WHAT YOU NEED TO DO. Repeat every record below exactly as written.

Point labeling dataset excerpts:
━━━━━━
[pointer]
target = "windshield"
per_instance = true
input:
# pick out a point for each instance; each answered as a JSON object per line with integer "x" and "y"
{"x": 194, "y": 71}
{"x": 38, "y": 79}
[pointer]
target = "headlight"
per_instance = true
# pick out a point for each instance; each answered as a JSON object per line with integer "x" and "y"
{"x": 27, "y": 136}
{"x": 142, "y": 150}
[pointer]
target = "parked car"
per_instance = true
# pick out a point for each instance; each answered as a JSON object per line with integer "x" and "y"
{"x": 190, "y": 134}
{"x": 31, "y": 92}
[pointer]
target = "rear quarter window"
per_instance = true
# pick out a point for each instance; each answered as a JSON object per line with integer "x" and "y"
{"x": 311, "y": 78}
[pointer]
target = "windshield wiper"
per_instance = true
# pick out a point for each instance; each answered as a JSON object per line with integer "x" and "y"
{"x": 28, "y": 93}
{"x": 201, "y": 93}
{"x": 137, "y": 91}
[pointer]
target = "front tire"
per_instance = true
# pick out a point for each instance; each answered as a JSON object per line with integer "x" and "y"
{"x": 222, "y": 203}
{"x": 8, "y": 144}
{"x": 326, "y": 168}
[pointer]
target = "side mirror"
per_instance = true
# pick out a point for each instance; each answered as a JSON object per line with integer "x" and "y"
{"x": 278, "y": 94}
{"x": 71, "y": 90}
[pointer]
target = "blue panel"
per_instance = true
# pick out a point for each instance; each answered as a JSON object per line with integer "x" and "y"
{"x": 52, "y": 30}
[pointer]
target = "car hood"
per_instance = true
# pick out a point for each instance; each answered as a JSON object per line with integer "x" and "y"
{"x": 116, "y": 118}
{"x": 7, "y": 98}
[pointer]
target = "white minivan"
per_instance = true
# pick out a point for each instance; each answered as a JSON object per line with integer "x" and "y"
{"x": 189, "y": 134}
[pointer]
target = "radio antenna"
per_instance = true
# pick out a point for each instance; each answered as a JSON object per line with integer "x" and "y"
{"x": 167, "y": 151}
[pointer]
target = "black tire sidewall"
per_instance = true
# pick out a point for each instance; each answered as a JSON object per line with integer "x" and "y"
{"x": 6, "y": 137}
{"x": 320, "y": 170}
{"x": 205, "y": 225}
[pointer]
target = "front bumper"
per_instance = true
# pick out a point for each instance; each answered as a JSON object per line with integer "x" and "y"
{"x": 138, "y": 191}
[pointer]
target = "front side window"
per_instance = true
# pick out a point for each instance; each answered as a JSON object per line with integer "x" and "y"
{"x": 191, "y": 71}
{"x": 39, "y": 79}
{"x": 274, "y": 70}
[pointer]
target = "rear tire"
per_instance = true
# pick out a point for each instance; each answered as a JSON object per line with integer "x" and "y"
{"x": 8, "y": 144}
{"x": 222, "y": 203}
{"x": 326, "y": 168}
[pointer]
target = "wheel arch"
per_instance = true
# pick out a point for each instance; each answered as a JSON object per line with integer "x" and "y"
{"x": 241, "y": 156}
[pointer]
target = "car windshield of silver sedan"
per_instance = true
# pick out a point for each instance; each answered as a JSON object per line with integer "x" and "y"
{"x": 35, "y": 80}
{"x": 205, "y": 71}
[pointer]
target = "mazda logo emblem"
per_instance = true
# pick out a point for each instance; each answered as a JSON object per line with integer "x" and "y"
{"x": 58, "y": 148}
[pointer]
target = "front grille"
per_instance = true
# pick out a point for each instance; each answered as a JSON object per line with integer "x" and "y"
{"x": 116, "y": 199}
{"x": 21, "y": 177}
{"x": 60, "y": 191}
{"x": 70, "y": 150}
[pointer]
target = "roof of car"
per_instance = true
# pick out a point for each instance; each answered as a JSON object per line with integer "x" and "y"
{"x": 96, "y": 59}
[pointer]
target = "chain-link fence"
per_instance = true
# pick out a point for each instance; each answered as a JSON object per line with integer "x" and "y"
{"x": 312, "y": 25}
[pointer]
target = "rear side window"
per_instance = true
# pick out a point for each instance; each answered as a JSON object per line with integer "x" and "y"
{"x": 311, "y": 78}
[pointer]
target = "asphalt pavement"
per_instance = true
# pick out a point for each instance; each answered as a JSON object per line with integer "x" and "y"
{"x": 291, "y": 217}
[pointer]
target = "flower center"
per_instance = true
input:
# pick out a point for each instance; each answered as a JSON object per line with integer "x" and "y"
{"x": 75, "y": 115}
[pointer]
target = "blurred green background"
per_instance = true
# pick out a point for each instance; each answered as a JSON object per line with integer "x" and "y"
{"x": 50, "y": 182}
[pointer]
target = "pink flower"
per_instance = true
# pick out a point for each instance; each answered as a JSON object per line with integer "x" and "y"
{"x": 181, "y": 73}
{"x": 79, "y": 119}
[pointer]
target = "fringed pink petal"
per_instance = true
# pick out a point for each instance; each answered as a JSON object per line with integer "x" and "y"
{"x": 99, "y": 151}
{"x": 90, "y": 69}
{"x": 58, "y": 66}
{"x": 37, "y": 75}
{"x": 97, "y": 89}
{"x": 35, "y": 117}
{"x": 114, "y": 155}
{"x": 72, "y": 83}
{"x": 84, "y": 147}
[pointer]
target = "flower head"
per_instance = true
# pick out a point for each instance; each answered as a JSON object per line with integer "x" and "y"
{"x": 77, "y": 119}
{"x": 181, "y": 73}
━━━━━━
COMPLETED TASK.
[pointer]
target = "windshield"
per_instance = true
input:
# pick out a point for each instance; each answered as a JSON object per line with integer "x" and "y"
{"x": 194, "y": 71}
{"x": 38, "y": 79}
[pointer]
target = "headlight"
per_instance = true
# pick out a point for each instance; each answered as a JSON object per line with integer "x" and "y"
{"x": 27, "y": 136}
{"x": 142, "y": 150}
[pointer]
target = "parked car"
per_instance = true
# pick out a point for each instance; each answered as a JSON object per line with integer "x" and "y"
{"x": 190, "y": 134}
{"x": 31, "y": 92}
[pointer]
target = "rear quarter window"
per_instance = true
# pick out a point for each instance; each answered as a JSON object per line with integer "x" and "y"
{"x": 311, "y": 78}
[pointer]
target = "windshield wiper"
per_instance = true
# pick out a point for each instance; each answered as a JSON object per line with integer "x" and "y"
{"x": 28, "y": 93}
{"x": 201, "y": 93}
{"x": 137, "y": 91}
[pointer]
target = "front tire"
per_instance = true
# pick out a point for each instance; each answered as a JSON object per line with integer "x" and "y"
{"x": 222, "y": 203}
{"x": 8, "y": 144}
{"x": 326, "y": 168}
[pointer]
target = "side mirror"
per_instance = true
# pick out a point for each instance; each answered as a JSON object per line with integer "x" and "y"
{"x": 278, "y": 94}
{"x": 71, "y": 90}
[pointer]
target = "blue panel"
per_instance = true
# pick out a point for each instance; each answered as a JSON object per line with integer "x" and "y"
{"x": 52, "y": 30}
[pointer]
target = "car hood"
per_instance = true
# pick out a point for each instance; each answered as a JSON object per line with integer "x" and "y"
{"x": 116, "y": 118}
{"x": 7, "y": 98}
[pointer]
target = "white minivan"
per_instance = true
# pick out a point for each instance; each answered as a JSON object per line with integer "x" and "y"
{"x": 189, "y": 134}
[pointer]
target = "radio antenna"
per_instance = true
# pick out a point for each instance; each answered as a JSON object per line with integer "x" and "y"
{"x": 167, "y": 151}
[pointer]
target = "black tire sidewall"
per_instance = true
# pick out a point for each instance; each answered as a JSON object per line with integer "x" and "y"
{"x": 6, "y": 137}
{"x": 320, "y": 170}
{"x": 205, "y": 225}
[pointer]
target = "front bumper"
per_instance = true
# pick out a point for each instance; each answered as a JSON object per line with integer "x" and "y"
{"x": 138, "y": 191}
[pointer]
target = "front side window"
per_instance = true
# pick out a point for each instance; each answered as a JSON object per line with integer "x" and "y"
{"x": 191, "y": 71}
{"x": 39, "y": 79}
{"x": 274, "y": 70}
[pointer]
target = "rear tire"
per_instance = true
# pick out a point for each instance; each answered as a JSON object per line with integer "x" and "y"
{"x": 8, "y": 144}
{"x": 222, "y": 203}
{"x": 326, "y": 168}
[pointer]
target = "wheel arch"
per_instance = true
# pick out a point for each instance; each answered as a JSON object per line with integer "x" and "y"
{"x": 241, "y": 156}
[pointer]
target = "car windshield of silver sedan"
per_instance = true
# pick out a point for each instance; each answered as a JSON object per line with integer "x" and "y"
{"x": 35, "y": 80}
{"x": 205, "y": 71}
[pointer]
target = "mazda logo emblem"
per_instance = true
# pick out a point for each instance; each answered as a JSON object per line with integer "x" and "y"
{"x": 58, "y": 148}
[pointer]
target = "front grille"
per_instance = true
# pick out a point for each instance; each answered as a JSON object per line with integer "x" and "y"
{"x": 116, "y": 199}
{"x": 21, "y": 177}
{"x": 60, "y": 191}
{"x": 70, "y": 150}
[pointer]
target = "roof of car"
per_instance = true
# pick out a point for each instance; each answered as a JSON object per line with integer "x" and "y"
{"x": 96, "y": 59}
[pointer]
target = "chain-link fence"
per_instance = true
# pick out a point for each instance; each answered as a JSON object per line with integer "x" and "y"
{"x": 312, "y": 25}
[pointer]
target = "rear side window"
per_instance = true
# pick out a point for each instance; each answered as a JSON object per line with integer "x" and "y"
{"x": 311, "y": 78}
[pointer]
target = "asphalt pavement"
per_instance = true
# pick out a point for each instance; each answered as a JSON object per line with integer "x" and "y"
{"x": 291, "y": 217}
[pointer]
target = "flower center"
per_instance = true
input:
# pick out a point for each instance; each answered as a JSON object per line with integer "x" and "y"
{"x": 75, "y": 115}
[pointer]
target = "blurred green background"
per_instance = true
# pick out a point for each instance; each answered as a JSON object per line with integer "x" and "y"
{"x": 50, "y": 182}
[pointer]
target = "pink flower"
per_instance = true
# pick out a point for each instance; each answered as a JSON object per line with integer "x" and "y"
{"x": 181, "y": 73}
{"x": 79, "y": 119}
[pointer]
target = "fringed pink petal"
per_instance = true
# pick out a point for each instance; each answered as a JSON object per line with integer "x" and "y"
{"x": 99, "y": 151}
{"x": 90, "y": 69}
{"x": 58, "y": 66}
{"x": 37, "y": 75}
{"x": 97, "y": 89}
{"x": 35, "y": 117}
{"x": 114, "y": 155}
{"x": 72, "y": 83}
{"x": 84, "y": 147}
[pointer]
target = "flower head"
per_instance = true
# pick out a point for each instance; each answered as a JSON object per line with integer "x" and "y"
{"x": 77, "y": 119}
{"x": 181, "y": 73}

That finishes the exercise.